[Records from a collection]
--- start ---
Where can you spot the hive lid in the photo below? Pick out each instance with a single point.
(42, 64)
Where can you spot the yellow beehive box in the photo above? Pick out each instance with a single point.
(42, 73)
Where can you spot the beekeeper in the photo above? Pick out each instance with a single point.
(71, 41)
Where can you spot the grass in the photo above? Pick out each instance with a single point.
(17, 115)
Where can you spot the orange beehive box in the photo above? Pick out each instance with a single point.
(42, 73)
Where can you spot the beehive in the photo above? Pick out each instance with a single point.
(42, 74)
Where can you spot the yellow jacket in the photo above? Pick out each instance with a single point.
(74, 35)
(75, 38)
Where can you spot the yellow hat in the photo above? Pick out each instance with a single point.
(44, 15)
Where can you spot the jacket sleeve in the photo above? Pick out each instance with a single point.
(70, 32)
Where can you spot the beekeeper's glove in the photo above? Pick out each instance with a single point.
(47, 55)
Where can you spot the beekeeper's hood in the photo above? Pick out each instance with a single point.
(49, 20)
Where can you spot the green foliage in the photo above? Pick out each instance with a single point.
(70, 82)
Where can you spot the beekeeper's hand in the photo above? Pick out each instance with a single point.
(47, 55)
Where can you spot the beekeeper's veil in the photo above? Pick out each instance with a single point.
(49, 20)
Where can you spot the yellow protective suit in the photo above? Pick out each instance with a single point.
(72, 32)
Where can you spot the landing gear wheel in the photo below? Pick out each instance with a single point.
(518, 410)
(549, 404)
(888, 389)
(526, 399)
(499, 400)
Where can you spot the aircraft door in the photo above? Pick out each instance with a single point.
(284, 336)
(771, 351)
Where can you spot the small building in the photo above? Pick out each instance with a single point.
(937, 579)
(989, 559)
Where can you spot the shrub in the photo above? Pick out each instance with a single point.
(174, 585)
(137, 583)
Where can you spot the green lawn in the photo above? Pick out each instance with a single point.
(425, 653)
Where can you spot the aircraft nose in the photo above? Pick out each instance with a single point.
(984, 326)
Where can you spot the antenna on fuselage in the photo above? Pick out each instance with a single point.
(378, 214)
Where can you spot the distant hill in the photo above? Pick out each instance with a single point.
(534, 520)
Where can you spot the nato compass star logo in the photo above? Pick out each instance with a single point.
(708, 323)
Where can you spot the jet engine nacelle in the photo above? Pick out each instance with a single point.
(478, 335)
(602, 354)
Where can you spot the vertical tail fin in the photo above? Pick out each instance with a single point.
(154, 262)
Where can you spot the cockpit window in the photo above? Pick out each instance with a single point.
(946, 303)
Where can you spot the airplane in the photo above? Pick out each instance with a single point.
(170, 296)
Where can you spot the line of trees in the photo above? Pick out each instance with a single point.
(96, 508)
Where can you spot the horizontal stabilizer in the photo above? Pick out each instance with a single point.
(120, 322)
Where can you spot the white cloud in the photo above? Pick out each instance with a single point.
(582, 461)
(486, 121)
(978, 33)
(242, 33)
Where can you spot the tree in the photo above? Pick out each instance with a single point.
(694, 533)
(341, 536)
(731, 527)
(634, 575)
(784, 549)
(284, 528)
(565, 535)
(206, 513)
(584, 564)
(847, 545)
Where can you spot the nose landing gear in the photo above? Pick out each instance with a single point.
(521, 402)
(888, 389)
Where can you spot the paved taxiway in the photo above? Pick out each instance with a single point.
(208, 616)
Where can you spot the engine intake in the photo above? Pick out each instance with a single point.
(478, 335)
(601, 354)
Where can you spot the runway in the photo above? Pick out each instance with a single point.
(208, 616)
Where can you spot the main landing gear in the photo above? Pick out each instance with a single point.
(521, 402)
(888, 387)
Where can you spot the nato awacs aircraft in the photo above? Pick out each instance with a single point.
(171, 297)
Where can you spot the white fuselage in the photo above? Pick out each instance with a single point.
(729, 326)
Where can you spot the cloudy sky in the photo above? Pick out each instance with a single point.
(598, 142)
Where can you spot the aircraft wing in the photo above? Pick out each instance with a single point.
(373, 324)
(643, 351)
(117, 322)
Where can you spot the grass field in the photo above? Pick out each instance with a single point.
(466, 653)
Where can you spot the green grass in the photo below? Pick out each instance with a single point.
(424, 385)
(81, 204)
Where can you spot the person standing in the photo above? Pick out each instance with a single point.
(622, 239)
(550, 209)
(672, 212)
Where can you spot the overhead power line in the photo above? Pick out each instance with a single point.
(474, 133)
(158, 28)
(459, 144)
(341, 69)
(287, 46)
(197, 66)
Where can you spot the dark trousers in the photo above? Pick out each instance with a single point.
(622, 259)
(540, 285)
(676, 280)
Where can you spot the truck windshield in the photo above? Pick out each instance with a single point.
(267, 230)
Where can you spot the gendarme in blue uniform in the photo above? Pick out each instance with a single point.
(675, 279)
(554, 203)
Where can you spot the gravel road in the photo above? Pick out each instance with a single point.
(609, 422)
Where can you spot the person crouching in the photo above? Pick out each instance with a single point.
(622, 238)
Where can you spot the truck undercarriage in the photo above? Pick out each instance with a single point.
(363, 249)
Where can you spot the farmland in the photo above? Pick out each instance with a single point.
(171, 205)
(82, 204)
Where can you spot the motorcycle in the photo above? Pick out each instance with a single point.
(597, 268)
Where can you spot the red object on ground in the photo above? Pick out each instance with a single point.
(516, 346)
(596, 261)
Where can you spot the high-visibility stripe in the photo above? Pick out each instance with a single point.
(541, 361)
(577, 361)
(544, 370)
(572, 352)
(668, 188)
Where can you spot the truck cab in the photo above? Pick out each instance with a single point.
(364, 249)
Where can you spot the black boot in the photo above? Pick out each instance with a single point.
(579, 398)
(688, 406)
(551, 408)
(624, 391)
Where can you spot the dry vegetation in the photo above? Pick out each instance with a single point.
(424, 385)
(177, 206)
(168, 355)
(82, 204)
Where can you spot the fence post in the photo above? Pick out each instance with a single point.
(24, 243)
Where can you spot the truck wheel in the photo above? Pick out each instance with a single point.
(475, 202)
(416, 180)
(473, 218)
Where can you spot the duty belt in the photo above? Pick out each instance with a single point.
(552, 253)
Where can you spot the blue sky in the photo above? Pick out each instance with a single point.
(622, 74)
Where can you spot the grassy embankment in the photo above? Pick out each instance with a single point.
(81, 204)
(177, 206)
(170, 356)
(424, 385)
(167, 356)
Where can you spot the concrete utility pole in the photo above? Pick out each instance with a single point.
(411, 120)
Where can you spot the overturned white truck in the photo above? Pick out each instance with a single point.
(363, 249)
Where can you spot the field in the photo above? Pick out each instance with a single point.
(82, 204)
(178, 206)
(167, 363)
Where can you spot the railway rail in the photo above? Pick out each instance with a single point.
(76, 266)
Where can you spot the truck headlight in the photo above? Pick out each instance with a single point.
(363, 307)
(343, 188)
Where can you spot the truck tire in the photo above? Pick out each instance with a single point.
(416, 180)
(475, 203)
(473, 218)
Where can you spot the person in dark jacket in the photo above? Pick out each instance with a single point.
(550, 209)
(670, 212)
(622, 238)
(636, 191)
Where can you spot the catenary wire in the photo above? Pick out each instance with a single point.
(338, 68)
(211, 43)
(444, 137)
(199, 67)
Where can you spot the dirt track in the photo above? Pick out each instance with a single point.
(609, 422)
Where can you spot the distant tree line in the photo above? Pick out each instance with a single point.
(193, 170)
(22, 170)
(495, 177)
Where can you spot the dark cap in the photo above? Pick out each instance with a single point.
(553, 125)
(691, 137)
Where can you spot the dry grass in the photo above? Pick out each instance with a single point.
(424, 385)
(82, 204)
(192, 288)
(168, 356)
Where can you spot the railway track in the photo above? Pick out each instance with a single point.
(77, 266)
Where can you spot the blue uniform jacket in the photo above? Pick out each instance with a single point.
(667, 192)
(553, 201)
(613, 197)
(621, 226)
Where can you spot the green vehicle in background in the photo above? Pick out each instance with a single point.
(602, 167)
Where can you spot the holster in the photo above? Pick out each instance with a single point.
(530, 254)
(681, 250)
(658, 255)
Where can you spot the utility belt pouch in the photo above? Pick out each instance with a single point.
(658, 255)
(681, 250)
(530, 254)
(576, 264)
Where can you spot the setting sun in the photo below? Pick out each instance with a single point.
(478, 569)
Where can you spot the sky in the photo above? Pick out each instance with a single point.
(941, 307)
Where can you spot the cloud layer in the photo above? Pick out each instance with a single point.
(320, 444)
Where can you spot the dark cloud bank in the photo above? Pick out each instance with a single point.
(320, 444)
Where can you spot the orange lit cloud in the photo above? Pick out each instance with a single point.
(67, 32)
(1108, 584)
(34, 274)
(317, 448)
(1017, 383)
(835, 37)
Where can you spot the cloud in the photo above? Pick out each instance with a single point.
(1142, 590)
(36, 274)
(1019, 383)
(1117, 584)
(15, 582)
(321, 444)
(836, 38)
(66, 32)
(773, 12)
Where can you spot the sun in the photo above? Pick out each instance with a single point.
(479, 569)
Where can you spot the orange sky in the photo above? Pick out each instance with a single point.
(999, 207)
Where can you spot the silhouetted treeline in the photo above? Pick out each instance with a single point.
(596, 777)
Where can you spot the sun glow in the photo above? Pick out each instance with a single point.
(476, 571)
--- end ---
### Exercise brief
Render the material from the line containing "Where can you spot the utility" through the end of the material as a two-column CSV with the headers "query" and "points". Give one row per request, putting its text and its answer each in one quoted field with line breaks replaced by spaces.

### Solution to this task
query,points
"Where can you spot the utility belt pouch in the photo above? Pick out each instance with a single point.","(658, 255) (681, 250) (530, 254) (576, 264)"
"Where can you spot the setting sun in the photo below? Pick out each instance with a single point.","(478, 569)"
"Where can you spot the sky in the photo above? Pick out each instance with a single point.","(941, 307)"
"Where can you spot the cloud layer in the photo above? Pick out each instance with a single point.","(320, 444)"
"Where can you spot the dark cloud bank in the photo above? Pick out each instance with a single point.","(320, 444)"
"Where can you spot the orange lit cloud in the photo above? Pick out each instance with a single point.","(67, 32) (1108, 584) (34, 274) (317, 448) (1017, 383) (835, 37)"
"Where can you spot the cloud in the photo above? Pick out each instance with a single point.","(1142, 590) (36, 274) (1019, 383) (1117, 584) (15, 582) (321, 444) (836, 38) (66, 32) (773, 12)"
"Where can you spot the sun in the photo above? Pick out each instance with a single point.","(479, 569)"
"Where can you spot the orange sky in the photo above? Pick out each instance with a single point.","(999, 207)"
"Where can you spot the silhouetted treeline in the photo above? Pick out each instance with a single point.","(596, 777)"
"Where can you spot the sun glow in the photo above? Pick out each instance with a single point.","(476, 571)"